- **Apply what you read**:
1. Please duplicate the part of the talk transcript between "So we inflict" and "so than war.", inclusive.
2. In the talk transcript, where does the speaker say the metaphysics argument can be read?

━━ Text passage ━━

So we inflict negative consequences on kids.
And the reason I'm saying all of this, and you know, you understand this, right?
We inflict negative consequences on addicts, right?
We throw them out of their houses, we throw them in jail, people cut them off from their family.
Although being an addict to political violence, apparently, it's a cult if you suggest people remove themselves from the orbit of those who have an addiction to political violence, even though it's the most murderous thing in the world, far more so than war.
So my question is, The question I suggest you ask people is, if they come up with an opinion, or they say, we should do this, or we should do that, or the government should do this, my question is always, what happens if you're wrong?
What happens to you if you're wrong?
So when I'm edgelording the Overton window of philosophy, If I, you know, and I make predictions and I make comments and I say what is true, I say what is false, I put out arguments at the very core of philosophy in the realm of ethics.
I put out arguments regarding epistemology and metaphysics.
You can read the metaphysics one in Essential Philosophy.
You can find that at EssentialPhilosophy.com, available for free.
So... I'm making predictions.

━━━
━━ Data shown ━━

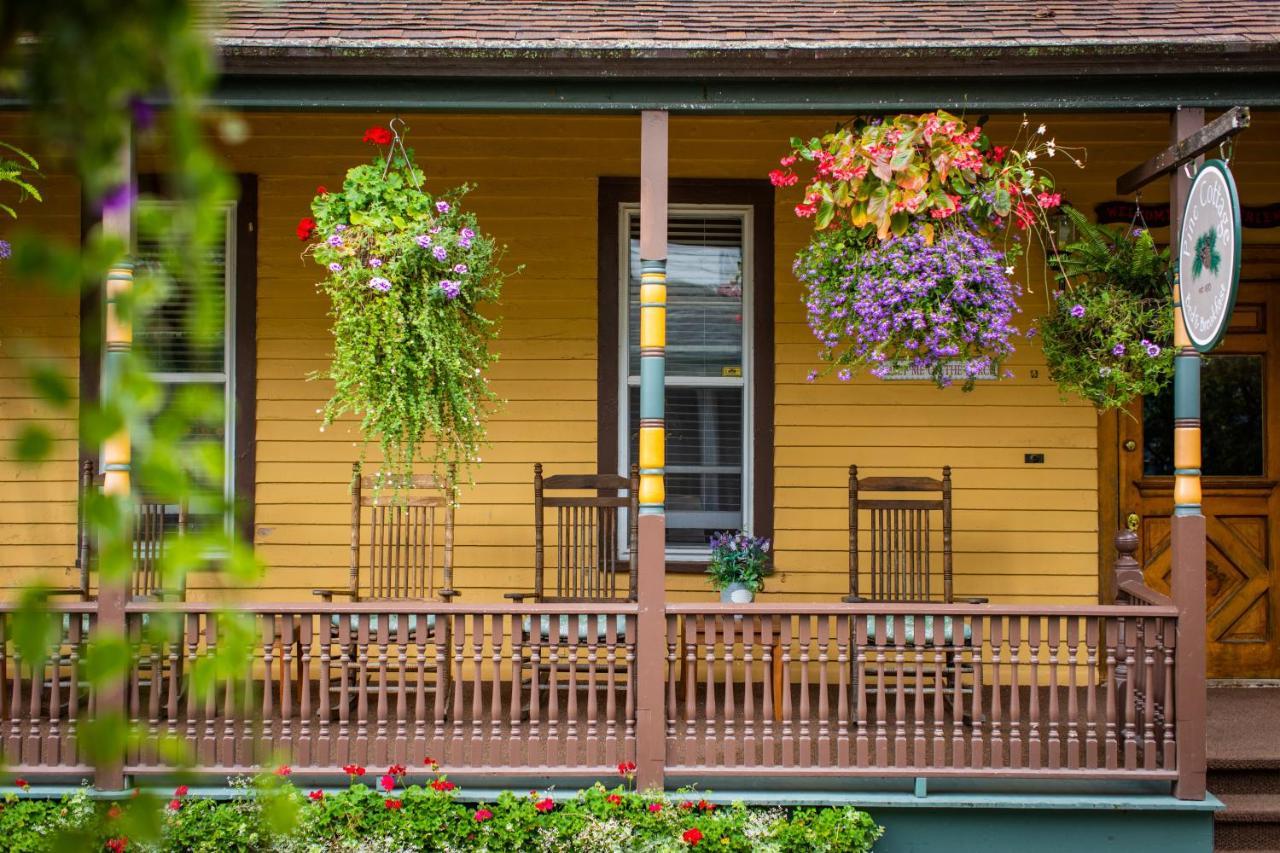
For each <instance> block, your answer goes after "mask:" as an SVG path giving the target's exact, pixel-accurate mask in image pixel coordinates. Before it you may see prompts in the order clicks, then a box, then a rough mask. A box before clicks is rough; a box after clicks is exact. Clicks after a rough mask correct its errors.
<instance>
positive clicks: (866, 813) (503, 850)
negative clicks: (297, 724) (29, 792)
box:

━━━

- **Answers to each task**:
1.
So we inflict negative consequences on kids.
And the reason I'm saying all of this, and you know, you understand this, right?
We inflict negative consequences on addicts, right?
We throw them out of their houses, we throw them in jail, people cut them off from their family.
Although being an addict to political violence, apparently, it's a cult if you suggest people remove themselves from the orbit of those who have an addiction to political violence, even though it's the most murderous thing in the world, far more so than war.

2. In Essential Philosophy, which is available for free at EssentialPhilosophy.com.